# [Selected text]

■ ■ ■ ■

It’s true, and while I do sense the awkwardness of people avoiding each other’s eyes in queues, I would not have realized the toll this must take on some extroverts. Badger goes on to say, “The rise of social media *seems* like it would be a blessing to extroverts, except that it only mimics genuine interaction.” Well, that’s just silly: while extroverts and introverts both do the social media thing, everyone knows that introverts are the ones who favor online interaction. The Facebook “Like” is our small ‘ping’ of positivity.

7.  We may make this look easy, but it’s not.  Many extroverts suffer from various forms of social anxiety, compounded by the knowledge that if we do or say the wrong things, if we are perceived to be thoughtless or undesirable in a social setting, we’ll be unwelcome in the group.  If that happens often enough, a necessary part of our psyche will starve and fail.  When I walk into a roomful of people, the stakes are higher for me than they are for non-extroverts, because I *need* to be welcome there.  When I walk out of a roomful of people, you can rest assured that I am rehashing every single conversation I had, going over everything I said, second-guessing every word and gesture.  I am acutely aware of every mistake I made, even the ones I only imagine to have occurred.

■ ■ ■ ■

# [Exercise tasks]
**a.** In the passage on extroverts, what does the writer call the Facebook "Like"?
**b.** Reproduce the passage on extroverts, everything from "7.  We may make" down to "to have occurred.".
**c.** Resume the passage on extroverts, picking up right after its last sentence.

Data items:
■ ■ ■ ■

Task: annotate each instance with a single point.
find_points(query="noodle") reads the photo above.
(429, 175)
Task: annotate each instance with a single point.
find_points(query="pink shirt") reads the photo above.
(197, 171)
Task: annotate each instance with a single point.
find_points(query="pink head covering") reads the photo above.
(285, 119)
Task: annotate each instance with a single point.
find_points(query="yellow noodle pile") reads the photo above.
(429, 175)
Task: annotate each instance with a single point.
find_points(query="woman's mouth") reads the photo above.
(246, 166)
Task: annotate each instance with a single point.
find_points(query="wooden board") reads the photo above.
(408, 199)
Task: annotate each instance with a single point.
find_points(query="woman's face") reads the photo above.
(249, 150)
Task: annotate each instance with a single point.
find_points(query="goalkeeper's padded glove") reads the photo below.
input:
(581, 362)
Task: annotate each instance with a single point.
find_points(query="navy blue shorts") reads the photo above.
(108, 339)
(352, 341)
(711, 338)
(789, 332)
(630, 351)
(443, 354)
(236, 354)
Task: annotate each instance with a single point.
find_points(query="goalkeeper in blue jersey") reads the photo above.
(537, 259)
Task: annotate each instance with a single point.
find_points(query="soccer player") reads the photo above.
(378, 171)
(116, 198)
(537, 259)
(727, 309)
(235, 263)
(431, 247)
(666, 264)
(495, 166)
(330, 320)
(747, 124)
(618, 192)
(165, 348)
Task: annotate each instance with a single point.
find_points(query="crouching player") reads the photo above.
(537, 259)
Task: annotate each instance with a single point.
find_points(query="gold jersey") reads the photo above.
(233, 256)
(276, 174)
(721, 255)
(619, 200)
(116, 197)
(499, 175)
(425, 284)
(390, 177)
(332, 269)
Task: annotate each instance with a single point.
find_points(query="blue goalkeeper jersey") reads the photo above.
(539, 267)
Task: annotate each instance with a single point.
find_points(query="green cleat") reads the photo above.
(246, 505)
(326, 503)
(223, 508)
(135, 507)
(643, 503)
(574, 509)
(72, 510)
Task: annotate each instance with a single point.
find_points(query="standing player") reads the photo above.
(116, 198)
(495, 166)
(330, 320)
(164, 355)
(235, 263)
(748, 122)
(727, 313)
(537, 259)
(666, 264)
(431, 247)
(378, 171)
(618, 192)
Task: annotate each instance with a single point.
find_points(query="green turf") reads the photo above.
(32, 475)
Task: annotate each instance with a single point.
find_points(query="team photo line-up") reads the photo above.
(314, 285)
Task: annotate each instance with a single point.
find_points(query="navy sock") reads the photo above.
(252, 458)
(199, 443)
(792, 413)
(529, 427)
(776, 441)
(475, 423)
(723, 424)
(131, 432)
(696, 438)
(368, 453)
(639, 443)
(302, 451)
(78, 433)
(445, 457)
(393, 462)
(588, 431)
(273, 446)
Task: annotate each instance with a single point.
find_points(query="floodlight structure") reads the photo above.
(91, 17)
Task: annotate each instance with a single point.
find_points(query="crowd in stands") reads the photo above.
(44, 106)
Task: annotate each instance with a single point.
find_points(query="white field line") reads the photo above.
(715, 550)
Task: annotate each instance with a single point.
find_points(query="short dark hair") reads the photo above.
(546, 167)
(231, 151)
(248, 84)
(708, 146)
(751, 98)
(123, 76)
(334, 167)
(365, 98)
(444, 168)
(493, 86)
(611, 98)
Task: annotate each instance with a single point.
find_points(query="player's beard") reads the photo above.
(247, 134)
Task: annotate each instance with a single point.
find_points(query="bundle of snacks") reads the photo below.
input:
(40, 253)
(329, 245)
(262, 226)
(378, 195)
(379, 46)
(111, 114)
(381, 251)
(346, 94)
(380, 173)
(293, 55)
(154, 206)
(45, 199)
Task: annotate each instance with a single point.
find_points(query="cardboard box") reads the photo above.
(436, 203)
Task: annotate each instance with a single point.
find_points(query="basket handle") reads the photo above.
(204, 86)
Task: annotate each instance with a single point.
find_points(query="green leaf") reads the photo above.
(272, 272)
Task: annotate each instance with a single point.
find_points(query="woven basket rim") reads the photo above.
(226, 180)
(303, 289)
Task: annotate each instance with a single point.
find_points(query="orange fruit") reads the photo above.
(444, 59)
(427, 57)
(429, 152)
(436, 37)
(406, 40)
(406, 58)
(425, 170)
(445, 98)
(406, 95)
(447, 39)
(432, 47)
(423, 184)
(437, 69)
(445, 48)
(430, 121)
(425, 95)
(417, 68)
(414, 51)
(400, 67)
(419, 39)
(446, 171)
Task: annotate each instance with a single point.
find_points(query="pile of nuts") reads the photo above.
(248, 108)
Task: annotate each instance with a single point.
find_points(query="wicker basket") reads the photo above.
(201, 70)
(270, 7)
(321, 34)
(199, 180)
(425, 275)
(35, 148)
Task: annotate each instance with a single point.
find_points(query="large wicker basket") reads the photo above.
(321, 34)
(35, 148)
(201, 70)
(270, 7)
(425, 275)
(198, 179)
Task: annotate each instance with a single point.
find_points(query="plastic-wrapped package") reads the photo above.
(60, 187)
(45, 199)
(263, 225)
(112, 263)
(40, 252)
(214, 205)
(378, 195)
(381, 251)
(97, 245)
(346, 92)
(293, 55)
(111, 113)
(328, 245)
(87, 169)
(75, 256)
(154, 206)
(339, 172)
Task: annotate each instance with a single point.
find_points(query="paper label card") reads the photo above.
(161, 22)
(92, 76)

■ ■ ■ ■

# [Results of the tasks]
**a.** A small "ping" of positivity.

**b.**
7.  We may make this look easy, but it’s not.  Many extroverts suffer from various forms of social anxiety, compounded by the knowledge that if we do or say the wrong things, if we are perceived to be thoughtless or undesirable in a social setting, we’ll be unwelcome in the group.  If that happens often enough, a necessary part of our psyche will starve and fail.  When I walk into a roomful of people, the stakes are higher for me than they are for non-extroverts, because I *need* to be welcome there.  When I walk out of a roomful of people, you can rest assured that I am rehashing every single conversation I had, going over everything I said, second-guessing every word and gesture.  I am acutely aware of every mistake I made, even the ones I only imagine to have occurred.

**c.**
I’d be interested to know just how prevalent this is among extroverts vs. introverts, because I think of social anxiety as its own thing, not necessarily related to extroversion or introversion. An introvert might develop social anxiety because s/he never acquired the small talk toolbox, which is often necessary for paving the way to more meaningful interactions. In any case, if you’re an extrovert in my life who anxiously rehashes every conversation after its over, I’m sorry – I had no idea. Chances are, I was relieved that you were doing the talking.

9.  When you see us moving through a crowd at a party, talking to fifteen or twenty people in the span of your one conversation, don’t assume we’re being insincere or flighty… Years of interaction have taught us that in a social setting, our intensity can start to wear on people after too long, so (especially when first arriving at a gathering) we tend to float from group to group, in order to not burn out any one person’s tolerance.

I found this fascinating. I’ve known people whose “vibrant” or “intense” personalities were sources of social difficulty for them, so it squares with my experience, but I don’t think I would have made the connection. I just watched in awe as they filled the room with vitality.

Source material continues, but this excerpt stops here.